(Tugas 1)
Salin dengan tepat bagian teks bacaan tentang waktu dan amal, mulai dari "Segala puji bagi" dan terus sampai "kehidupan. Amma ba’du.".
(Tugas 2)
Lanjutkan teks bacaan tentang waktu dan amal, mulai sesudah kalimat terakhirnya.

(Teks bacaan)
((
Segala puji bagi Allah yang telah menciptakan manusia dan memberikan kesempatan yang lebar kepada mereka untuk bertaubat dan taat kepada-Nya. Salawat dan salam semoga tercurah kepada manusia teladan yang memberikan motivasi kepada umatnya untuk tegar dalam menghadapi kehidupan. Amma ba’du.
Saudaraku, perjalanan waktu tak terasa telah melindas lembaran sejarah kehidupan kita. Pahit getirnya hidup mewarnai lembaran-lembaran itu sehingga terkadang membuat pemiliknya diselimuti sikap pesimis dan ragu-ragu untuk melanjutkan langkah perjuangannya untuk menggapai kebahagiaan. Padahal kita telah tahu, sesungguhnya perjalanan waktu inilah yang akan membuktikan siapa di antara manusia yang beruntung dan siapa yang celaka. Allah ta’ala berfirman (yang artinya), “Barangsiapa yang dibebaskan dari neraka dan dimasukkan ke dalam surga maka sesungguhnya dia telah beruntung, dan tidaklah kehidupan dunia ini melainkan kesenangan yang menipu.” (QS. Ali Imran: 185)
Oleh sebab itu, menunda-nunda amal merupakan sebab utama kebinasaan. Ali bin Abi Thalib radhiyallahu’anhu berkata, “Jadilah kalian anak-anak akherat, dan jangan menjadi anak-anak dunia. Sesungguhnya hari ini adalah amal dan belum ada hisab, sedangkan besok yang ada adalah hisab dan tidak ada lagi waktu untuk beramal.” (HR. Bukhari secara mu’allaq dalam Kitab ar-Riqaq, lihat Shahih Bukhari cet. Maktabah al-Iman hal. 1307). Ini artinya, selama udara masih bisa kita hirup dan akal masih berfungsi, maka tak ada kata terlambat untuk memperbaiki diri. Umur yang senja bukan penghalang untuk menggapai kemuliaan dan derajat yang tinggi di sisi Allah ta’ala.
))
(Entri dari kumpulan anotasi titik)
((
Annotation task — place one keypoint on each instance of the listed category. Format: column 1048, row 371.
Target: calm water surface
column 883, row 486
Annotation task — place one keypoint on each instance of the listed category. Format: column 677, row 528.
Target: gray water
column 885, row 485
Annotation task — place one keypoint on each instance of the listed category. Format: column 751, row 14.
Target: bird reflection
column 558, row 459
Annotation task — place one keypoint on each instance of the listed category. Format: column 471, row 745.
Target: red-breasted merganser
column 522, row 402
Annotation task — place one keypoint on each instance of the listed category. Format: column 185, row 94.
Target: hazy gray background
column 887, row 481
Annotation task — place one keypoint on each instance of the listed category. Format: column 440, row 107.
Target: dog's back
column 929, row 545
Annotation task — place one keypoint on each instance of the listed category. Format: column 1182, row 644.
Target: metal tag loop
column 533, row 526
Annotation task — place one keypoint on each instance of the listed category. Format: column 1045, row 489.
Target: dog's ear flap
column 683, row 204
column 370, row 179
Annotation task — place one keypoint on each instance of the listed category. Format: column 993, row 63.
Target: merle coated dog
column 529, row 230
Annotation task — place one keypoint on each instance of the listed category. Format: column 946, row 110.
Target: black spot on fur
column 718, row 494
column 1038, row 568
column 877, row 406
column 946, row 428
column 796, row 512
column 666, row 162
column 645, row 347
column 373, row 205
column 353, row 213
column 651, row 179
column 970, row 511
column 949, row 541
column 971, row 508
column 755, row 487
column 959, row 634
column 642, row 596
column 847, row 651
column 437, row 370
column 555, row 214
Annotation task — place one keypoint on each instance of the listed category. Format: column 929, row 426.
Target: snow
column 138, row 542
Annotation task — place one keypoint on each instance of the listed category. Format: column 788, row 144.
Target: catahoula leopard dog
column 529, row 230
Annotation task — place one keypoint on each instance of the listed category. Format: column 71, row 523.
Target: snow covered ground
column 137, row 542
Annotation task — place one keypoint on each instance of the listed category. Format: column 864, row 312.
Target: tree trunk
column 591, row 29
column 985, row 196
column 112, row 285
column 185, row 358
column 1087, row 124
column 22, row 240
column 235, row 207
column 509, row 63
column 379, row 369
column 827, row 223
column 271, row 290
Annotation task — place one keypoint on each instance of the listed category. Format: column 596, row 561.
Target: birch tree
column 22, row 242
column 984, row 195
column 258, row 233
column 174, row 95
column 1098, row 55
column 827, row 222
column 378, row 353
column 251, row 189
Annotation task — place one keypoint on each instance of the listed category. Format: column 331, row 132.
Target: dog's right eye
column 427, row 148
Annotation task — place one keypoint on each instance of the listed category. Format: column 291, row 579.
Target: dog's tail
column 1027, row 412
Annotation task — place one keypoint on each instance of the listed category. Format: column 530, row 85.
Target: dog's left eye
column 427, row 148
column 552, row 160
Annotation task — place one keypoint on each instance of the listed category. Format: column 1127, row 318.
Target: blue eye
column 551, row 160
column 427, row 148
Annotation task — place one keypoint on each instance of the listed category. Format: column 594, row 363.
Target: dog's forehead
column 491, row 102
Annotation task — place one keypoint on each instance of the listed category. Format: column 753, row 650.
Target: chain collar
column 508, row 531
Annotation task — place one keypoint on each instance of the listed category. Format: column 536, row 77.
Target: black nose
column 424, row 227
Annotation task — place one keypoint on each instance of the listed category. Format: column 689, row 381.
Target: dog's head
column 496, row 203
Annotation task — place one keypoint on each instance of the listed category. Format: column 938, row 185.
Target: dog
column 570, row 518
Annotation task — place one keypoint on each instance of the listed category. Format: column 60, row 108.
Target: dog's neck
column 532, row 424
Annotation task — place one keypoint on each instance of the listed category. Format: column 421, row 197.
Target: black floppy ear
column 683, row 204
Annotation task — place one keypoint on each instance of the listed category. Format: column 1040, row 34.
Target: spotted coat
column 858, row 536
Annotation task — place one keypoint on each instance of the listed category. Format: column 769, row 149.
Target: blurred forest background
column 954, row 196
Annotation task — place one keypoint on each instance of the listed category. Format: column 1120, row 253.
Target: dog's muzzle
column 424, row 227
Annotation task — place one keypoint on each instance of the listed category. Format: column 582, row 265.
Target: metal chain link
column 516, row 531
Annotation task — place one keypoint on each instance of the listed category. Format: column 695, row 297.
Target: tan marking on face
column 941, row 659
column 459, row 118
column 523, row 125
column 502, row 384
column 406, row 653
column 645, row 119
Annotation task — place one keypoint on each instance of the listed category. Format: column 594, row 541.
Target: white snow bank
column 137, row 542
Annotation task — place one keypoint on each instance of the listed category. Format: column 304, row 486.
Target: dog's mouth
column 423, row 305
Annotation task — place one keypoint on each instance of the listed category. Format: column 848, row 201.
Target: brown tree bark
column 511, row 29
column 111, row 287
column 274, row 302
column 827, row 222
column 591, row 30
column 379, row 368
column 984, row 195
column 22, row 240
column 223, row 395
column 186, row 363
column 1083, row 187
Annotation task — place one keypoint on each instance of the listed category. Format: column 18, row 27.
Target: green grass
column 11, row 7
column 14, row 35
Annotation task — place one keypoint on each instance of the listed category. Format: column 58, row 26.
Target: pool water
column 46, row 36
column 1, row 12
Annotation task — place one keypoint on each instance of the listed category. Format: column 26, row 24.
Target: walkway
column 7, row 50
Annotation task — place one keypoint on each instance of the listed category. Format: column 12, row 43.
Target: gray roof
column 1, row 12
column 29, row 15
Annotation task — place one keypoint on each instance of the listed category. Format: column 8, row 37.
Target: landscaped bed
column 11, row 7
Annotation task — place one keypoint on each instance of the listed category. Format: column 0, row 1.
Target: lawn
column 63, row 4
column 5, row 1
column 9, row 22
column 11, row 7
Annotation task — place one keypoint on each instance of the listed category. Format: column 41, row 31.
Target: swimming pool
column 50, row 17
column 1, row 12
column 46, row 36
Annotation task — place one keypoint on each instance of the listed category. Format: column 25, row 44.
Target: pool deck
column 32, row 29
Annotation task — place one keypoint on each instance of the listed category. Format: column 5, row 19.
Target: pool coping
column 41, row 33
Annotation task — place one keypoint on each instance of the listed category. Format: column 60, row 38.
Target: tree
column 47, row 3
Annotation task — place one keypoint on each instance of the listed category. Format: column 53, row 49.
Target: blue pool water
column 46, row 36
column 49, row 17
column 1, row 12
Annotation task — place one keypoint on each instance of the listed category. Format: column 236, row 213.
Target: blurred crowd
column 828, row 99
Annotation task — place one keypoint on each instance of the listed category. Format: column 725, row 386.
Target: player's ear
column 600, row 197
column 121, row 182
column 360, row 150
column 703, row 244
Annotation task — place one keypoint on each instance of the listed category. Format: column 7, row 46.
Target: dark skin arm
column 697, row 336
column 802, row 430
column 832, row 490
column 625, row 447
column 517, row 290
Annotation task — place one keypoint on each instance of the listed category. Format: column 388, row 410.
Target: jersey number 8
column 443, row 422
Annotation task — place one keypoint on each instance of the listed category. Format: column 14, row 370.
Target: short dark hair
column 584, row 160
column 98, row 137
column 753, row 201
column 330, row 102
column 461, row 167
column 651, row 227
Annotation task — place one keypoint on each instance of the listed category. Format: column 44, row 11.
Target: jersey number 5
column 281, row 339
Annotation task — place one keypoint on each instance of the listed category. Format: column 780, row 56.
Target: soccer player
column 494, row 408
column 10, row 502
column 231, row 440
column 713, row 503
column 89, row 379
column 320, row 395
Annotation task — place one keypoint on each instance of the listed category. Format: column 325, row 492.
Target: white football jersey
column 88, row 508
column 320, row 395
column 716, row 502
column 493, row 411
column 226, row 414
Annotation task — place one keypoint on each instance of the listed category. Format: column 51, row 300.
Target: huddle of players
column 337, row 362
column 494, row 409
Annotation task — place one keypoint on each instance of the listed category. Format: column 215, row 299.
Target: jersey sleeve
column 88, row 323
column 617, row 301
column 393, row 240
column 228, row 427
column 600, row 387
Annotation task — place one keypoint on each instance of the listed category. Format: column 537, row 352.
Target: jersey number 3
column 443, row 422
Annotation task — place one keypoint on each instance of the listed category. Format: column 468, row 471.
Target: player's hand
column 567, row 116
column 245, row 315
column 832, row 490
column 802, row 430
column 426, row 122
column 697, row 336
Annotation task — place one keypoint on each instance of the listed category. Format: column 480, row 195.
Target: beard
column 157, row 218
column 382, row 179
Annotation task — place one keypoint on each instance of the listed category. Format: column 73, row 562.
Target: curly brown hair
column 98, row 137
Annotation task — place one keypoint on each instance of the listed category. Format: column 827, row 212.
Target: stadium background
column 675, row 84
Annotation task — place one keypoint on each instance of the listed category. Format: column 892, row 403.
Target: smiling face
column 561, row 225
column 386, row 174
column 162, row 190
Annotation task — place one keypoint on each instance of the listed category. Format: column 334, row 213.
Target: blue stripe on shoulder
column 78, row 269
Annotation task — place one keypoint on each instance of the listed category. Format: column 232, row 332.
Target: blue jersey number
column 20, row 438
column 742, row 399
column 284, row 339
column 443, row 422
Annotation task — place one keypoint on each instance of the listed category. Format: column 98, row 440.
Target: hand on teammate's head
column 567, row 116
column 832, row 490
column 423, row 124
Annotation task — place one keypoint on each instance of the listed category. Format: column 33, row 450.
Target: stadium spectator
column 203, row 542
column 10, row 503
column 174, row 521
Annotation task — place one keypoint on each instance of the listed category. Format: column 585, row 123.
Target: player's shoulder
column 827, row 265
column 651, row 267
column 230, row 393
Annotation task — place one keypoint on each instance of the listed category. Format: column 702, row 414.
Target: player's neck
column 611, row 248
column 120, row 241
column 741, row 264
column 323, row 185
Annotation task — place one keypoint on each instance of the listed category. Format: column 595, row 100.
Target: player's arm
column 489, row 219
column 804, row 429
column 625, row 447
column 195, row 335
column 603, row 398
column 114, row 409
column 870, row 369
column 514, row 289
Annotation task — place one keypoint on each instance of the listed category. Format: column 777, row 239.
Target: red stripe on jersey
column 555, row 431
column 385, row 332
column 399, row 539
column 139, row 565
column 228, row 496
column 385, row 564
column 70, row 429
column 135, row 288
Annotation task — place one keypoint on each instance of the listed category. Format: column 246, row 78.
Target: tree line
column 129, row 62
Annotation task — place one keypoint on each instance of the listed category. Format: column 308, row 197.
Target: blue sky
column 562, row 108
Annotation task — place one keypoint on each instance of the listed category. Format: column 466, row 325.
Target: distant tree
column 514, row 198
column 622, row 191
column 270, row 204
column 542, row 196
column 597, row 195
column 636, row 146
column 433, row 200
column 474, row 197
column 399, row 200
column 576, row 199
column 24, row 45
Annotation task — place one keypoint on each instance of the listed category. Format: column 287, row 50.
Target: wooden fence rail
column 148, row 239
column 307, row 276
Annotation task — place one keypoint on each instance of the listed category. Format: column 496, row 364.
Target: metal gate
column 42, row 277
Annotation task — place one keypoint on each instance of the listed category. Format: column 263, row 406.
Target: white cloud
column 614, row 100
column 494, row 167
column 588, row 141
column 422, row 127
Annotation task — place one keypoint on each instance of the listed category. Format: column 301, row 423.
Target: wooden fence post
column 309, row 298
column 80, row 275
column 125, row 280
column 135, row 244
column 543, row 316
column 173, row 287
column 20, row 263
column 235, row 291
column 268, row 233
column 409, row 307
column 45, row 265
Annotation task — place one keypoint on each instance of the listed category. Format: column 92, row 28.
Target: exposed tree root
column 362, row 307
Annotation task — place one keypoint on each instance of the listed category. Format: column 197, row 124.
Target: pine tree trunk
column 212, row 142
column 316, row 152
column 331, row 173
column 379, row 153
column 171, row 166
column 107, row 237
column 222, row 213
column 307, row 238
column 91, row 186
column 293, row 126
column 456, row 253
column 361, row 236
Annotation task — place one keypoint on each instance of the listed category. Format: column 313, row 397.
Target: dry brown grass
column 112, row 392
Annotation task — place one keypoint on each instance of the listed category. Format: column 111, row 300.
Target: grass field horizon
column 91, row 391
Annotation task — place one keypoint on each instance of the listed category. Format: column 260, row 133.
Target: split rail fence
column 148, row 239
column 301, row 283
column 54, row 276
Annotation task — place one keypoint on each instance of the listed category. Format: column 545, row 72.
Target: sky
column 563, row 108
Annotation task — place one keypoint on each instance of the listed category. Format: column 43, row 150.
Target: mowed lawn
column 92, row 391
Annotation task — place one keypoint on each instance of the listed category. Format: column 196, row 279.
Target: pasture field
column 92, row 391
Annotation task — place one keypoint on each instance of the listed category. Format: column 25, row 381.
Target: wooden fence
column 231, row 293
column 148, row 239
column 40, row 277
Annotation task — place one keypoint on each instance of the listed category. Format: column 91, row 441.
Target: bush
))
(Jawaban yang diharapkan 1)
Segala puji bagi Allah yang telah menciptakan manusia dan memberikan kesempatan yang lebar kepada mereka untuk bertaubat dan taat kepada-Nya. Salawat dan salam semoga tercurah kepada manusia teladan yang memberikan motivasi kepada umatnya untuk tegar dalam menghadapi kehidupan. Amma ba’du.

(Jawaban yang diharapkan 2)
Tidakkah kita ingat, cuplikan-cuplikan kisah menakjubkan para ulama salaf yang melukiskan ketinggian semangat mereka untuk mengejar keutamaan ini? Nu’aim bin Hamad menceritakan: Aku mendengar Abdullah bin Mubarak radhiyallahu’anhu -ketika itu sebagian orang telah mencelanya karena terlalu sering mencari hadits sehingga mereka pun berkata kepadanya, “Sampai kapan kamu mau terus mendengar hadits?”– maka beliau menjawab, “Sampai mati!” Abdullah bin Muhammad al-Baghawi berkata: Aku mendengar Ahmad bin Hanbal radhiyallahu’anhu berkata, “Sesungguhnya aku akan menuntut ilmu sampai masuk kubur.” al-Hasan pernah ditanya perihal seorang lelaki yang sudah berusia delapan puluh tahun, apakah dia masih layak untuk menuntut ilmu. Maka beliau menjawab, “Apabila dia masih layak hidup -maka masih layak-.” (atsar-atsar ini dikutip dari al-‘Ilmu, fadhluhu wa syarafuhu, hal. 77). Kalau kakek-kakek berumur 80 tahun saja masih pantas menjadi thalibul ilmi (penuntut ilmu), lalu apa alasan pemuda-pemuda yang gagah perkasa untuk bermalas-malasan menimba ilmu agama?!
Saudaraku, lupakah dirimu akan kata-kata emas yang disampaikan oleh Amirul mukminin fil hadits Muhammad bin Isma’il al-Bukhari yang terkenal itu? al-‘Ilmu qablal qauli wa ‘amali, ilmu sebelum berkata dan berbuat. Lalu apa yang akan kita katakan dan kita perbuat di sisa perjalanan hidup kita yang singkat ini kalau kita tidak membekali dan mempersenjatai diri dengan ilmu? Bukankah Allah ta’ala berfirman (yang artinya), “Tidaklah keluar suatu ucapan melainkan di sisinya ada malaikat yang dekat dan senantiasa mencatat.” (QS. Qaaf: ). Rasulullah shallallahu ‘alaihi wa sallam bersabda, “Sesungguhnya seorang hamba benar-benar akan mengutarakan suatu ucapan yang diridhai Allah sementara dia tidak mempedulikannya namun mengangkat kedudukannya beberapa tingkatan. Dan sesungguhnya ada pula seorang hamba yang mengucapkan suatu perkataan yang membuat murka Allah sedangkan dia tidak mempedulikannya sehingga hal itu membuatnya terjerumus ke dalam Jahannam.” (HR. Bukhari dalam Kitab ar-Riqaq, lihat Shahih Bukhari hal. 1316)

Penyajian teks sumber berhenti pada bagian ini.